▶ [What this task involves]
Render this sentence from the text on self-compassion in Spanish: "The next step is to consciously change the way you think."

#### Text ####

Lack of self-compassion lies at the heart of so much of our internal pain, yet many of us continue down the road of self-deprecating thoughts despite the misery it brings us. How many times have you woken up in the morning, looked in the mirror and found yourself passing negative judgment after negative judgment upon yourself? If toxic messages flood your mind as you stand there staring critically at your reflection, you lack self-compassion. “My wrinkles make me look old. My balding head looks horrible. I’m too short, too fat, too skinny, or too tall. I hate every inch of my body. ” This is a horrible way to talk to start your day. The negative messages often continue throughout the day, ripping our egos apart piece by piece. We might tell ourselves, “ I can’t do anything right, it’s all my fault, why would anyone want to spend time with boring me.” We are sometimes our harshest critic, our worst enemy, and the least supportive person in our lives.
The origin of our negative thoughts can usually be traced back to our upbringing. We are often a product of how we discovered, interpreted and made sense of the world around us during our childhood. Our negative perceptions are the result of how we made sense of other’s actions and words. If these negative thoughts are not overcome, they linger and continue to warp our perception of ourselves throughout each and every day. Knowing this and acknowledging the negative messages that you tell yourself is the first step towards creating a happier you. You may need to remind yourself that everyone deserves to be happy, and yes that does include you.
The next step is to consciously change the way you think. The difficult trick is to notice every time you tell yourself a negative message, to stop yourself and immediately replace the negative thought with a positive one. These positive thoughts about yourself may be hard to formulate on your own, so you may have to ask someone who loves you and remember things that others have told you. Write down the positive things that others say and keep that list available and growing.

#### Extracted records ####

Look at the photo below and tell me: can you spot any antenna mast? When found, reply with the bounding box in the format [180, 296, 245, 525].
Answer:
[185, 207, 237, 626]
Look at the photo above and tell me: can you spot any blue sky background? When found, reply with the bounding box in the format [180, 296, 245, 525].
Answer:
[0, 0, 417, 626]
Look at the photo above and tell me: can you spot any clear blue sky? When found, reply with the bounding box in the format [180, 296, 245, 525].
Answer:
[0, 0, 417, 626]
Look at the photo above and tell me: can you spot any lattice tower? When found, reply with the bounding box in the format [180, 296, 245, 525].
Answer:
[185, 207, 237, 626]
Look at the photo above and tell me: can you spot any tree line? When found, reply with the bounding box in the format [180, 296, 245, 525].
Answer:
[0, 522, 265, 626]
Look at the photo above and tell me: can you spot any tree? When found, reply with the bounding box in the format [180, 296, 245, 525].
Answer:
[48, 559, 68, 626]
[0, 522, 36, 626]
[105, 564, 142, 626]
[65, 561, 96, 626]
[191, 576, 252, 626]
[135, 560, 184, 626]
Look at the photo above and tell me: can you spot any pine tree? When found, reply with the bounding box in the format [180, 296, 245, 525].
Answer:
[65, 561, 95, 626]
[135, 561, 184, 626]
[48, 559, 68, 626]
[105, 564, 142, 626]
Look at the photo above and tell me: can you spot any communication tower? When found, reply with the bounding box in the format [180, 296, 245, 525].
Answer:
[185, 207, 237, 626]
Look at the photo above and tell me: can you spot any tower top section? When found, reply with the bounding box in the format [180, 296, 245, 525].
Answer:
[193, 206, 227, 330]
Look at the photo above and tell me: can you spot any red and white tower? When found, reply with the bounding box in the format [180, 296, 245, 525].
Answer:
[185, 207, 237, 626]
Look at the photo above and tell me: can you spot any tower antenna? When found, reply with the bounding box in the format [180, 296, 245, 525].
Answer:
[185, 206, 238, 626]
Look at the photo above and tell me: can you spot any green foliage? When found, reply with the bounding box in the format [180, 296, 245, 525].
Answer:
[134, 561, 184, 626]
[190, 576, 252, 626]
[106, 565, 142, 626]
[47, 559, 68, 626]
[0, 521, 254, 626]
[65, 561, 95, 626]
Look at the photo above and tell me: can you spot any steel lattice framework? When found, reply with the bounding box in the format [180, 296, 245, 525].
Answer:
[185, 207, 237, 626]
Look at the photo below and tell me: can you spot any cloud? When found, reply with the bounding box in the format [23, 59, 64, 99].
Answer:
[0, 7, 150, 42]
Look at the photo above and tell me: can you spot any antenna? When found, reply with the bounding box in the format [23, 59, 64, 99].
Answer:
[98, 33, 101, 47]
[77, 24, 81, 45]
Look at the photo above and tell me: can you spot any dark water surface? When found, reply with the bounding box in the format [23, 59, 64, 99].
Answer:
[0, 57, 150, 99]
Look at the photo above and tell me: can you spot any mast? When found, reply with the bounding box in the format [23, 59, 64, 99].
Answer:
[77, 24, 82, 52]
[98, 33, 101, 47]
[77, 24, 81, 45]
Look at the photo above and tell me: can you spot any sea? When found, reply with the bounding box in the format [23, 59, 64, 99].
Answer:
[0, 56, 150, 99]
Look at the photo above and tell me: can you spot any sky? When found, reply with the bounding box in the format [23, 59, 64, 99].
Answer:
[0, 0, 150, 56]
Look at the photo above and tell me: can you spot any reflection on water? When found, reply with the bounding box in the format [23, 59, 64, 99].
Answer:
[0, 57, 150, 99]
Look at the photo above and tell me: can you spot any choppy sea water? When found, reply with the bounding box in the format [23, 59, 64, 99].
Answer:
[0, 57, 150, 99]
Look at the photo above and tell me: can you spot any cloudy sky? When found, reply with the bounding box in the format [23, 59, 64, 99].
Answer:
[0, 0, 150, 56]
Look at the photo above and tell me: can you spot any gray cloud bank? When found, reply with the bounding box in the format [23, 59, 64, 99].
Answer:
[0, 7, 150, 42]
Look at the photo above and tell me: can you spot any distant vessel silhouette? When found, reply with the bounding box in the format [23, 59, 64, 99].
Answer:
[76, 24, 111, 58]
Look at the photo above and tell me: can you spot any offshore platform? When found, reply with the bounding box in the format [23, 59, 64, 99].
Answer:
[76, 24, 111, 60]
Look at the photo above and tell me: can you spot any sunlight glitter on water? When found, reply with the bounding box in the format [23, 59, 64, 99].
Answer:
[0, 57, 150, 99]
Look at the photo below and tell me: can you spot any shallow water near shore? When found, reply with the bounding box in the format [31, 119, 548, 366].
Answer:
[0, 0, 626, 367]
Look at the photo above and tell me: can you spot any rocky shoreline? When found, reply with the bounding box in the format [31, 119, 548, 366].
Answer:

####

▶ [Task response]
El siguiente paso es cambiar conscientemente la forma en que piensas.